── Listed records

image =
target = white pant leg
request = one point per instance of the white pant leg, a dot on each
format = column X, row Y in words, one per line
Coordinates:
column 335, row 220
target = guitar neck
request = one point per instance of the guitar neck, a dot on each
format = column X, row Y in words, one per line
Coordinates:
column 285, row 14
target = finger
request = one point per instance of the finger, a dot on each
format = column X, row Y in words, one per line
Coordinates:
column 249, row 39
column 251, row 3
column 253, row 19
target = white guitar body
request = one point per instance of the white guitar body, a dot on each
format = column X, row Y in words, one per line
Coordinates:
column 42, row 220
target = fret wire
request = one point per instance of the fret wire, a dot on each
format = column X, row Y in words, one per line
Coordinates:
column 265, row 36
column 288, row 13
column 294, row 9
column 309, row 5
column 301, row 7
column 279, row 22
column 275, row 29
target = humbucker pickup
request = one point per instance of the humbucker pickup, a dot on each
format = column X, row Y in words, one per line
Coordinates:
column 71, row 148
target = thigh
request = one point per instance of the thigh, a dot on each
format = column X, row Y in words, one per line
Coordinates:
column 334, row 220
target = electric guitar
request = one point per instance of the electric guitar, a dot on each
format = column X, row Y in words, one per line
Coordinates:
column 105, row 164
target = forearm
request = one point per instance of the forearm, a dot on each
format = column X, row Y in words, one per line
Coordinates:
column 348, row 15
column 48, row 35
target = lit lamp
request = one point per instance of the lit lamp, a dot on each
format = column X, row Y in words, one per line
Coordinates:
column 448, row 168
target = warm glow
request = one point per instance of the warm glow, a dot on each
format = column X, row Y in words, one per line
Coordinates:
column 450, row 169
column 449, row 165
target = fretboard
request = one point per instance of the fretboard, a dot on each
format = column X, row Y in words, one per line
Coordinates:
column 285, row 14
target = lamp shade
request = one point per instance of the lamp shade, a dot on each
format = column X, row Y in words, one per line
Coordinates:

────

Problem: Find the line that contains "target = lit lamp" in the listing above. Retype it and every line after it up to the last, exactly, and nothing else.

Task answer:
target = lit lamp
request = one point per instance of the lit lamp, a dot on each
format = column X, row Y in words, one per line
Coordinates:
column 448, row 168
target = warm glow
request = one point per instance of the warm glow, a dot on each
format = column X, row Y in words, one per line
Coordinates:
column 450, row 169
column 449, row 165
target = fretboard
request = one point per instance of the fretboard, a dot on each
format = column X, row Y in words, one per line
Coordinates:
column 285, row 14
target = lamp shade
request = one point per instance of the lamp shade, a dot on each
format = column X, row Y in words, one per line
Coordinates:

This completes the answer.